• _Extrait proposé_
******

La Troba Kung-Fú, une photo d’Hugo Gamelas (en creative commons, via flickr)
A partir des années 1990, une nouvelle scène apparaît à Barcelone. Nommée « musica mestiza », elle mélange la rumba catalane à divers rythmes du monde, au rock, à l’électronique, au hip hop ou au dub.

A partir des années 1990, et surtout dans les premières années du nouveau millénaire, l’Espagne a attiré de nombreux migrants venant d’Amérique Latine, d’Afrique du Nord et d’Europe de l’Est. Une partie d’entre eux s’est installée à Barcelone et s’est mélangée à la population locale. Parmi eux, des musiciens, essentiellement latinos, ont contribué à l’émergence d’une scène artistique qui a été désignée sous le terme de mestiza. Ce mouvement est fort large et connaît de multiples influences, notamment celle de la rumba catalane qui a subi par la même occasion une nouvelle mutation. L’impulsion des labels K Industria et Satélite K est primordiale : ils sortent des disques de musique très actuelle et rééditent des morceaux anciens sur des compilations. Parallèlement en France, Mano Negra et son fondateur Manu Chao – un grand admirateur de Peret – s’intéressent à ces musiques, et popularisent les sonorités locales infusées de rythmes du monde. A l’époque du succès international de son album Clandestino, le musicien s’était d’ailleurs installé dans la ville, permettant au mouvement de prendre un essor encore plus important.

******

• _Données_
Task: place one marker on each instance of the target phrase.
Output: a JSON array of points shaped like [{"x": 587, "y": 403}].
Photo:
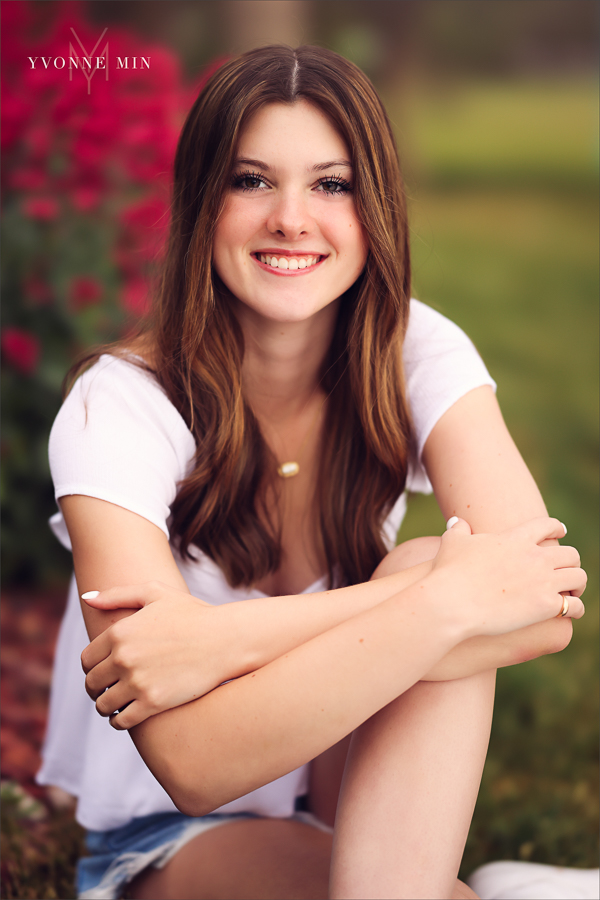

******

• _Consignes_
**A.** Citez l'extrait sur la musique mestiza de « La Troba Kung-Fú, une » jusqu'à « hop ou au dub. », bornes comprises.
**B.** D'après l'extrait, les affirmations suivantes sont-elles exactes ? Répondez par oui ou non en citant les mots qui le montrent : (i) les migrants arrivés en Espagne venaient notamment d'Amérique latine, d'Afrique du Nord et d'Europe de l'Est ; (ii) les labels K Industria et Satélite K publiaient uniquement des morceaux anciens ; (iii) Manu Chao a fondé Mano Negra.
Appuyez-vous seulement sur l'extrait.

• _Corrigé_
**A.**
La Troba Kung-Fú, une photo d’Hugo Gamelas (en creative commons, via flickr)
A partir des années 1990, une nouvelle scène apparaît à Barcelone. Nommée « musica mestiza », elle mélange la rumba catalane à divers rythmes du monde, au rock, à l’électronique, au hip hop ou au dub.

**B.**
(i) Oui : « l’Espagne a attiré de nombreux migrants venant d’Amérique Latine, d’Afrique du Nord et d’Europe de l’Est ».
(ii) Non : « ils sortent des disques de musique très actuelle et rééditent des morceaux anciens sur des compilations ».
(iii) Oui : « Mano Negra et son fondateur Manu Chao ».